> _TEXTE CITÉ_
━━━━

Question de M. LE CAM Gérard (Côtes-d'Armor - CRC) publiée le 04/03/2005
Question posée en séance publique le 03/03/2005
M. le président. La parole est à M. Gérard Le Cam.
M. Gérard Le Cam. Ma question s'adresse à Mme la ministre déléguée aux affaires européennes.
Madame la ministre, la directive Bolkestein constitue une épine dans le pied des partisans de l'adoption du traité constitutionnel européen, épine qu'ils peinent à retirer.
Cette directive, déposée en janvier 2004 et inscrite dans le marbre de la Constitution giscardienne, suscite aujourd'hui une panique à retardement chez les partisans de l'Europe libérale.
Sous l'impulsion du Président de la République, c'est l'idée d'une remise à plat qui prévaut aujourd'hui.
M. Larcher, ministre du travail, était ce matin à Bruxelles pour participer à ce ballet de bonnes intentions. Il y a cependant un « hic » : la Commission de Bruxelles a déjà indiqué, le mois dernier, qu'elle n'avait aucunement l'intention de retirer cette directive, rappelant ainsi sa toute-puissance, qui échappe au contrôle démocratique.
De plus, tout dernièrement, le Parlement européen a rendu public son programme législatif à venir, qui comprend l'examen de la directive Bolkestein en son état actuel. Pouvez-vous le confirmer, madame la ministre ?
Ce double langage des partisans du « oui » en France, qui s'agitent pour contester la directive avant le référendum et pour ensuite laisser faire, est inacceptable.

━━━━

> _ACTIONS À MENER_
**1.** D'après le texte cité, à quelle date la directive Bolkestein a-t-elle été déposée ?
**2.** Restituez sans modification le passage du texte cité qui va de « Ce double langage » à « faire, est inacceptable. », ces deux extrémités comprises.

> _DONNÉES ENREGISTRÉES_
━━━━

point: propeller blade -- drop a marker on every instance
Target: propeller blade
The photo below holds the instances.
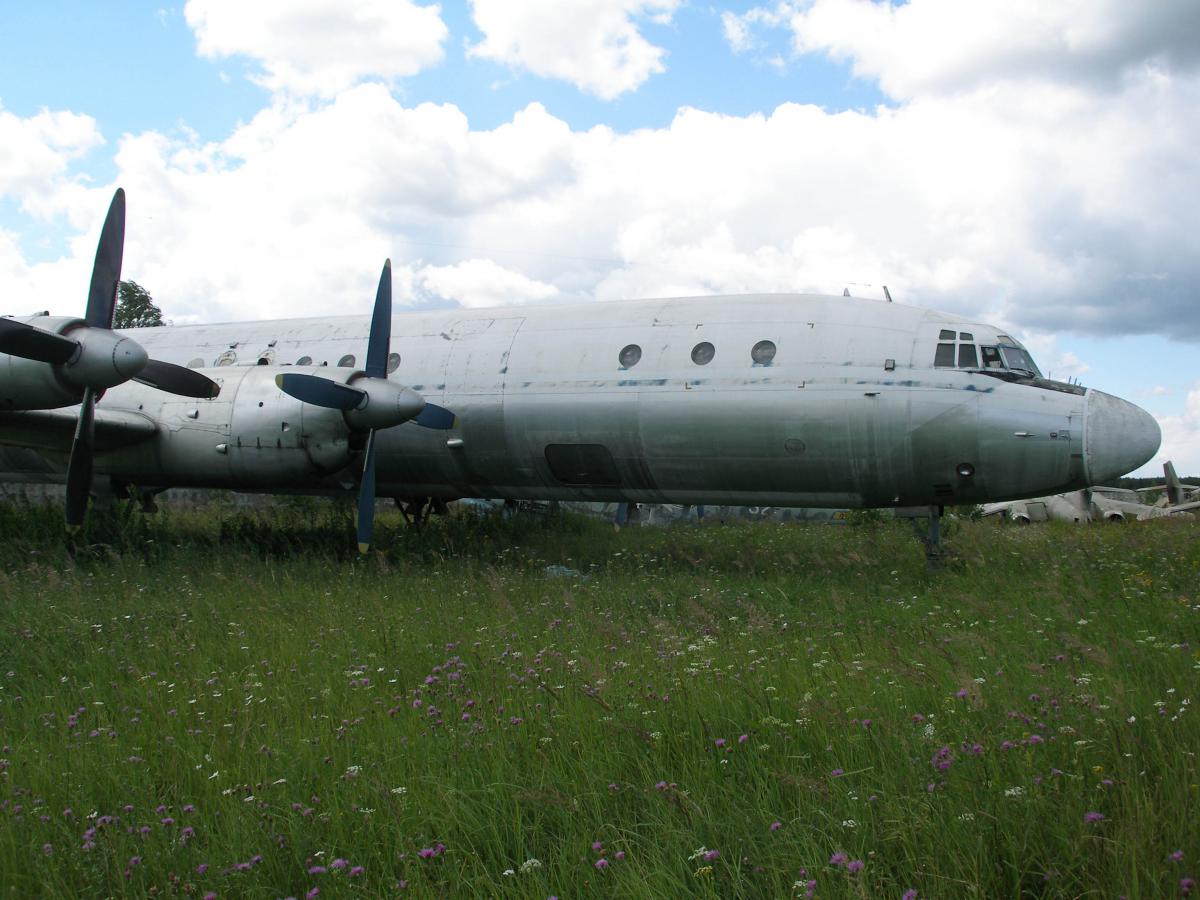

━━━━

> _RÉPONSES DÉTAILLÉES_
**1.** En janvier 2004.

**2.**
Ce double langage des partisans du « oui » en France, qui s'agitent pour contester la directive avant le référendum et pour ensuite laisser faire, est inacceptable.